_TASK OBJECTIVE_: Gather every line in the entries below that contains the word "chrome", and copy each one out.

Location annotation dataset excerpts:
[start]

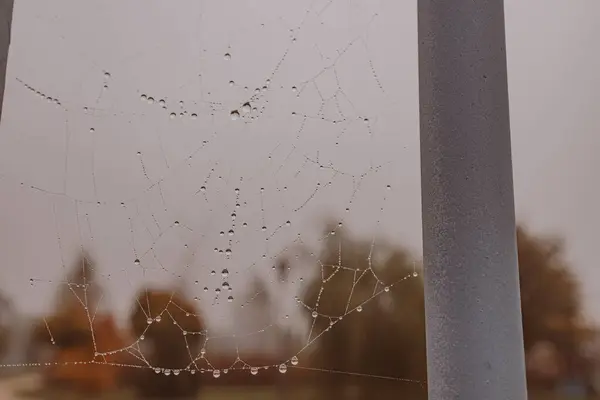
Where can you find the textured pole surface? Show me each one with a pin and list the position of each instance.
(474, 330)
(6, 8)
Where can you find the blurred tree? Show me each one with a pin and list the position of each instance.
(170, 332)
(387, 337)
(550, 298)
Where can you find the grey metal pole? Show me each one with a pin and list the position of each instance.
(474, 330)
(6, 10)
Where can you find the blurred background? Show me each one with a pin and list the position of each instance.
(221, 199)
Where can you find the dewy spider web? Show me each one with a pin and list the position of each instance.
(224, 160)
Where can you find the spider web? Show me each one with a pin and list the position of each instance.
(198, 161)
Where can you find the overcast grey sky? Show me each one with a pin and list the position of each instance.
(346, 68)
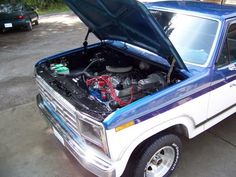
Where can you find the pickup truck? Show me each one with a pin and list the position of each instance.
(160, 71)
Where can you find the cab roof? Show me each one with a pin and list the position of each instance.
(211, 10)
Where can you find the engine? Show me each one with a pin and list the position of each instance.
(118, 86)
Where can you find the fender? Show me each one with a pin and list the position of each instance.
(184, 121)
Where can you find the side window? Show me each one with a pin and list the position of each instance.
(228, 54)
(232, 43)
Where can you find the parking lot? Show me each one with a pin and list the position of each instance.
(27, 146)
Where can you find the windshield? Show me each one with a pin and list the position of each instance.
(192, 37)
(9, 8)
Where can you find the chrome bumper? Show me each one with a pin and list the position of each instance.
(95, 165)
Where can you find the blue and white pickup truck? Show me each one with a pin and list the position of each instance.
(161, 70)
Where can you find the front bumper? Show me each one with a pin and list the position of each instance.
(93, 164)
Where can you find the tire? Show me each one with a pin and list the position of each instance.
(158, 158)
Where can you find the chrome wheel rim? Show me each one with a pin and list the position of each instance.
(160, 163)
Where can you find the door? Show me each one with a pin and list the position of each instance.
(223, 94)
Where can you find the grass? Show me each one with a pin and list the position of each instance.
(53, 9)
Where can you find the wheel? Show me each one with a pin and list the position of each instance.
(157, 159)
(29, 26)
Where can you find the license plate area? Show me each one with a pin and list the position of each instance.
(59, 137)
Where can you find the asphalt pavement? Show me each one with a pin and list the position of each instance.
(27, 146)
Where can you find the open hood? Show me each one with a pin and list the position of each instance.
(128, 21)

[end]
[start]

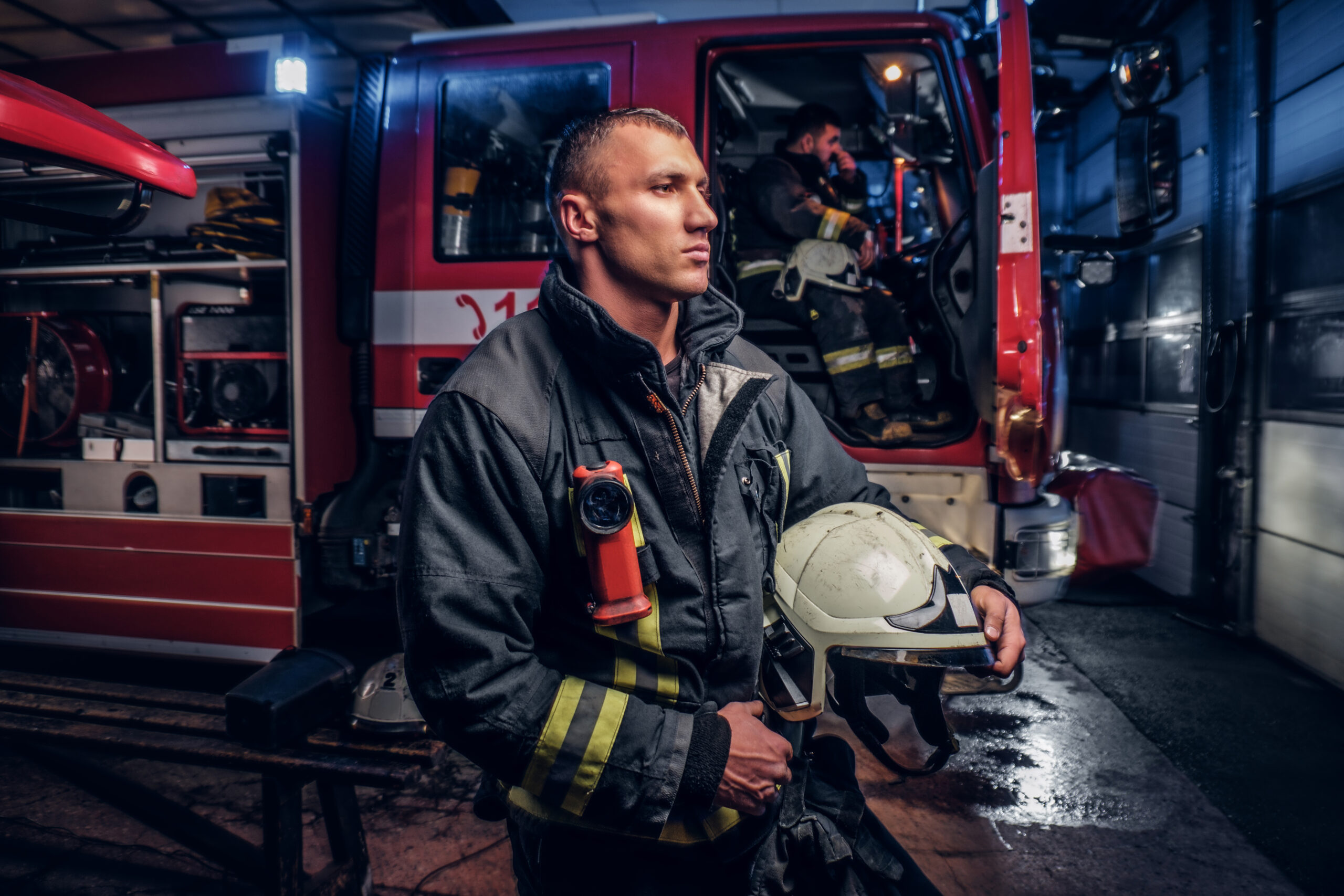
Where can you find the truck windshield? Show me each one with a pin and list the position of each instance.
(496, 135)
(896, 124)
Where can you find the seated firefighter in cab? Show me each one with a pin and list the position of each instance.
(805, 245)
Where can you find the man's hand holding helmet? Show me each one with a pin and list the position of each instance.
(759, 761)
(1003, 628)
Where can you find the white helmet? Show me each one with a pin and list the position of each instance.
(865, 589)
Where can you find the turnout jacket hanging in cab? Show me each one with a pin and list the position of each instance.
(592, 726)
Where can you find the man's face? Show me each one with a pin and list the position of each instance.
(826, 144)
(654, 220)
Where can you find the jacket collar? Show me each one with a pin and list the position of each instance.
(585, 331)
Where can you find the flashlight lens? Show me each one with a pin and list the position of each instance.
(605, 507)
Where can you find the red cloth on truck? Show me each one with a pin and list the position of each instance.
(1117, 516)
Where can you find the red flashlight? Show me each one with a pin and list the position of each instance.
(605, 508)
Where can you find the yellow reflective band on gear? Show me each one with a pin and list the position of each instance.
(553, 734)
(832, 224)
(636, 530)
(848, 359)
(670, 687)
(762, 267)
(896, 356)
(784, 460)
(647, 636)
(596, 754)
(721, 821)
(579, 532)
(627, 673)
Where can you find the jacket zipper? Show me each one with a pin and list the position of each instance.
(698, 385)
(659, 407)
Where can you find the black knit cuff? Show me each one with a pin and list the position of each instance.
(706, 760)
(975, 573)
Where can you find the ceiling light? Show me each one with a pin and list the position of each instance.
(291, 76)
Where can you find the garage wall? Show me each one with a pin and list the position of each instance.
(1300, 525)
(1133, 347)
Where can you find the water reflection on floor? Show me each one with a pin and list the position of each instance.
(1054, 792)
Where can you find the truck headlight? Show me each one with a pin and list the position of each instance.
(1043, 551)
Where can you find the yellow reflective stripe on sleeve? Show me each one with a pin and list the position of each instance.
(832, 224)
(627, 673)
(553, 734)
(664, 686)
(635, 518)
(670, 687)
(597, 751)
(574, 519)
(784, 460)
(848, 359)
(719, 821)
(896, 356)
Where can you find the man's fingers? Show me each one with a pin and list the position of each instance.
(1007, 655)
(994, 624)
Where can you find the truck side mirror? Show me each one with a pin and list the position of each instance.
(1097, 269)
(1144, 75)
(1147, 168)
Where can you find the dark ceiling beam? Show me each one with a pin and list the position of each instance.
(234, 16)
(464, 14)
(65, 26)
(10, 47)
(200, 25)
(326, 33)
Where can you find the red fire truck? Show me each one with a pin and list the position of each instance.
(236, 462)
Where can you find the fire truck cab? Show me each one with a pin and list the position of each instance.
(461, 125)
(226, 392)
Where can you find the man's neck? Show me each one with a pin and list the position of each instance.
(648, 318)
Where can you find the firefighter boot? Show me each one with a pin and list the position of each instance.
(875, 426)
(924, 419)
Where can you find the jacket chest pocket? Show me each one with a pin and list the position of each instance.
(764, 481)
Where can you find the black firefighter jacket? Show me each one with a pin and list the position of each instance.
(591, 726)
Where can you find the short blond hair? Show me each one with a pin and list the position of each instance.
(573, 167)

[end]

_COMPLETE RESPONSE_:
Where can you find the chrome bumper? Show me each one with a pin and list the position of each instance.
Where can you find the chrome wheel rim? Show me each one with a pin and list the position of each instance.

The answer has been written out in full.